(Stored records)
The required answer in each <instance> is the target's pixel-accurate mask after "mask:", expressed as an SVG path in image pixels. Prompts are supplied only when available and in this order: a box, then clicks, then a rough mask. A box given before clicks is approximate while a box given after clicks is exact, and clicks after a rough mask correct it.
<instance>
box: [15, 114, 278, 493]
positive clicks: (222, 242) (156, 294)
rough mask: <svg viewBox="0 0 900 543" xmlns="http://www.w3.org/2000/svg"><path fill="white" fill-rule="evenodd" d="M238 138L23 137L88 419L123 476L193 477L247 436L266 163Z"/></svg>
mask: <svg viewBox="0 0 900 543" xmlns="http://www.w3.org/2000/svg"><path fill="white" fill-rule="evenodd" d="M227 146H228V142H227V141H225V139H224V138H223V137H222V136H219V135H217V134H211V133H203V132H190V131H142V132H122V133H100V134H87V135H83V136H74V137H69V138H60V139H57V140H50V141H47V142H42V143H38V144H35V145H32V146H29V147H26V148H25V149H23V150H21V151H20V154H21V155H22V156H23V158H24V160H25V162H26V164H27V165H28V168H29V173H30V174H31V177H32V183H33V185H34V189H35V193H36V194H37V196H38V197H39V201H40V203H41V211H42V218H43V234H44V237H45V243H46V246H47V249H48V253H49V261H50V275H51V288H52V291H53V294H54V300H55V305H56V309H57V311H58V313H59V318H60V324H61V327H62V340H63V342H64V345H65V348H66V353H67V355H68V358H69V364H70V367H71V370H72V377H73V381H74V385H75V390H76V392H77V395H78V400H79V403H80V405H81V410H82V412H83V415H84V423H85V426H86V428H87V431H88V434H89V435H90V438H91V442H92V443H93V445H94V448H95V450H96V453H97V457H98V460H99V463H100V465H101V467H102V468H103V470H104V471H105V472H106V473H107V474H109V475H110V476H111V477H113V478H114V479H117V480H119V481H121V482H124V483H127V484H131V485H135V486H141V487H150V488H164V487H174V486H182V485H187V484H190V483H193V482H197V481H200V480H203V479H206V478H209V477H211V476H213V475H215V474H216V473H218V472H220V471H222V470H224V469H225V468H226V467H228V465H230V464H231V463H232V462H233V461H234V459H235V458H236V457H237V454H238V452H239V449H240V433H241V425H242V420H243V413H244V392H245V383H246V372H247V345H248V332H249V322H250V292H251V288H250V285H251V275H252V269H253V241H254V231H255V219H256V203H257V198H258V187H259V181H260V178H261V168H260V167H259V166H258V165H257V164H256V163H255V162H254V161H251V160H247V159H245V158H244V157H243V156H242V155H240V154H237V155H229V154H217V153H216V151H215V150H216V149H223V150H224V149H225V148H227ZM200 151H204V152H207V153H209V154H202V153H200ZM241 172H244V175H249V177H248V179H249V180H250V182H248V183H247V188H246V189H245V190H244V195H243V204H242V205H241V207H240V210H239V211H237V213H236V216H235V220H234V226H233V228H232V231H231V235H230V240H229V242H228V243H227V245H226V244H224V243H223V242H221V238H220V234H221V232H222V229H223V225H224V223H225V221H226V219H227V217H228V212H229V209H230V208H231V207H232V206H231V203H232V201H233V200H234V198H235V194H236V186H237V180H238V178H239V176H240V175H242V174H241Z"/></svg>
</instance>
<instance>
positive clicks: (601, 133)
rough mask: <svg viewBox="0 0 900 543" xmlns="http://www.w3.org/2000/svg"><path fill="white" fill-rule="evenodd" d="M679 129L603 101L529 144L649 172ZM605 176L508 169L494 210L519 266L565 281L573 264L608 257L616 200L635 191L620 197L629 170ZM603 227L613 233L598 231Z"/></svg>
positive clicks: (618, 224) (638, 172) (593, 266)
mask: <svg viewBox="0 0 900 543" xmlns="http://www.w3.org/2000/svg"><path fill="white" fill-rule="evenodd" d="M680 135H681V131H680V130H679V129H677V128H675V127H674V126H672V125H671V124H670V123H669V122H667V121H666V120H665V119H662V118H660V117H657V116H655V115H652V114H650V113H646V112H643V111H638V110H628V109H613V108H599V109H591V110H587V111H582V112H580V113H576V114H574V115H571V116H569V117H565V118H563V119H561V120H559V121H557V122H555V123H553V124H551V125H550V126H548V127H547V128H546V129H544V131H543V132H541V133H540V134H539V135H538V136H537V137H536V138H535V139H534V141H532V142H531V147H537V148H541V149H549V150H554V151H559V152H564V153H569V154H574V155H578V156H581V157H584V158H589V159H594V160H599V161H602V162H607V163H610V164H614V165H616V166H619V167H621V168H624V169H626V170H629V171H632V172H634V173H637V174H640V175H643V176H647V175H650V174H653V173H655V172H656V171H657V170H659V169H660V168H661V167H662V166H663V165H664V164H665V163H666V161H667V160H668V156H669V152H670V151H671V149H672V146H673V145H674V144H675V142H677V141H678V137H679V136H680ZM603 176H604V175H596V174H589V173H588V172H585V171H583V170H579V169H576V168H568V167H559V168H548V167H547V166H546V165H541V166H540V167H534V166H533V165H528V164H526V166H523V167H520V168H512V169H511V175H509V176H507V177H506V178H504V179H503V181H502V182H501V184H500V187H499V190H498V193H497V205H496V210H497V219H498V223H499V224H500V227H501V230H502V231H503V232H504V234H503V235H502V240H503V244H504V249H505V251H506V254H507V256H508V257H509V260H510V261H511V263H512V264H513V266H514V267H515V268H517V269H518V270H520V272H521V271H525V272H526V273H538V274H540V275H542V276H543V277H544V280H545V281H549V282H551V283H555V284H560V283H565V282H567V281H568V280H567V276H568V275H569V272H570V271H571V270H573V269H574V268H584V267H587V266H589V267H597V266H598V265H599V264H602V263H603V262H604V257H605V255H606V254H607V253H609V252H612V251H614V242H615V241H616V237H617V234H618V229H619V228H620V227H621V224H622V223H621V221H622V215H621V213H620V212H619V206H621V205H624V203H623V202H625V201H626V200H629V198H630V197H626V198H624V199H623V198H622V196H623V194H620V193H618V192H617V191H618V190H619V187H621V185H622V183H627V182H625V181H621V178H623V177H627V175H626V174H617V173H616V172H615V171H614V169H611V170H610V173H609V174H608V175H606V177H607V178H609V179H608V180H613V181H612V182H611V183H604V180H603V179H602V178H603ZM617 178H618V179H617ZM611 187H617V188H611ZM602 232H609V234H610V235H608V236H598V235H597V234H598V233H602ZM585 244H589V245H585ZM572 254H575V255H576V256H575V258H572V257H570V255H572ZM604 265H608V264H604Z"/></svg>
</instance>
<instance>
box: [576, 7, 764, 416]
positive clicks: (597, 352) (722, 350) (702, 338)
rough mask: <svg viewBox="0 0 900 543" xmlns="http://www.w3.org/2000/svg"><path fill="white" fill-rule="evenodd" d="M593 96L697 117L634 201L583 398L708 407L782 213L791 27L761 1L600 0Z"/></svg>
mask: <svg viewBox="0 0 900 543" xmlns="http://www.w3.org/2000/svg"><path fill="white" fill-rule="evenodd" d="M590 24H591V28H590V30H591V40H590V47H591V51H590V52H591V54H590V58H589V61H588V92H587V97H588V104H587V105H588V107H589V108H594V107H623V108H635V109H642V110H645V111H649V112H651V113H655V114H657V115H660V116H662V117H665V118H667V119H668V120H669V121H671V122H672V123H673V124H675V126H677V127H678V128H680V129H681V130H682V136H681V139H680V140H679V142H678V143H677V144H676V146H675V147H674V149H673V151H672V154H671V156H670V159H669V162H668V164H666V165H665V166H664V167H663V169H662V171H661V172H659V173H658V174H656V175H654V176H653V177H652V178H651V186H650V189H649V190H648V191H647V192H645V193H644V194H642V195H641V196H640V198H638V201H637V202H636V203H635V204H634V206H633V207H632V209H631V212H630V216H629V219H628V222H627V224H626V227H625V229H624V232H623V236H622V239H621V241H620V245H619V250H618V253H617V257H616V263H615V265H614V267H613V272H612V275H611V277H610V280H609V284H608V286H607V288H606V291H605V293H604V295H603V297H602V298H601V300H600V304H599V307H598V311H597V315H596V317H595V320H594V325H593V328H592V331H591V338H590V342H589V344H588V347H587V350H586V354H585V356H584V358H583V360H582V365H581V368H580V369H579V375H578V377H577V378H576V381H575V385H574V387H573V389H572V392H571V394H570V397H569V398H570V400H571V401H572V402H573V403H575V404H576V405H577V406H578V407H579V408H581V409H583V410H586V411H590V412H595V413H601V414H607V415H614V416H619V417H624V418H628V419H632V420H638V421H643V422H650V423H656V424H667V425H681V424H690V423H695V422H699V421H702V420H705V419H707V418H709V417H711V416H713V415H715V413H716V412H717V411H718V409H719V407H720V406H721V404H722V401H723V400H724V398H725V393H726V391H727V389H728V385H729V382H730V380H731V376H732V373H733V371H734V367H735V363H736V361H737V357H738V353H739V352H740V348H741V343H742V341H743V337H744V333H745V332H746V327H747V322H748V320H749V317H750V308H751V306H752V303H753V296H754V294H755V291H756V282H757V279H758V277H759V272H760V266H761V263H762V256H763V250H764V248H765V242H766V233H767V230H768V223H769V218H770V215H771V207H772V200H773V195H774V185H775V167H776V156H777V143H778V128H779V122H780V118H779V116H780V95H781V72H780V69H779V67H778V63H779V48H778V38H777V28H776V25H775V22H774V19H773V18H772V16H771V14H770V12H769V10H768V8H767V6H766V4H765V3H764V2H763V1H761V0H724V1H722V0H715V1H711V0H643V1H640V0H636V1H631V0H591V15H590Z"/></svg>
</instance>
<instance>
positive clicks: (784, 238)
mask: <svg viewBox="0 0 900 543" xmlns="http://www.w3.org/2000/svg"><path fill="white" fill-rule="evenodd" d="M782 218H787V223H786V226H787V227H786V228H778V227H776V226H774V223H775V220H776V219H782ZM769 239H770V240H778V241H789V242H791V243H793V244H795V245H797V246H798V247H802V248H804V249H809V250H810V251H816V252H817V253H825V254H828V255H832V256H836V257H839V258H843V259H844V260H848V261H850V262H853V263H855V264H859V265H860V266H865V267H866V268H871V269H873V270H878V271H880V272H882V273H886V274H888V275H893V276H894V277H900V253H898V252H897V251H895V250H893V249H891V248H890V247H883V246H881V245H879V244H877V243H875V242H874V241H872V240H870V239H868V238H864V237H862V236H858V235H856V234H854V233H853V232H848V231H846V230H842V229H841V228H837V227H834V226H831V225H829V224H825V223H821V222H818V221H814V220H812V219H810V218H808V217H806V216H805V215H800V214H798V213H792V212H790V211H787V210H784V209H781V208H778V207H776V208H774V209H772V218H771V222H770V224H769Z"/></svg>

§ PROBLEM REQUIREMENTS
The answer should hold only the lines from the start of the records above through the line containing "positive clicks: (222, 242) (156, 294)", each set down exactly.

§ ANSWER BOX
The required answer in each <instance> is the target's pixel-accurate mask after "mask:", expressed as an SVG path in image pixels. Prompts are supplied only when available and in this order: a box, then clicks, then a rough mask. A box given before clicks is approximate while a box given after clicks is exact, and clicks after a rough mask correct it.
<instance>
box: [15, 114, 278, 493]
positive clicks: (222, 242) (156, 294)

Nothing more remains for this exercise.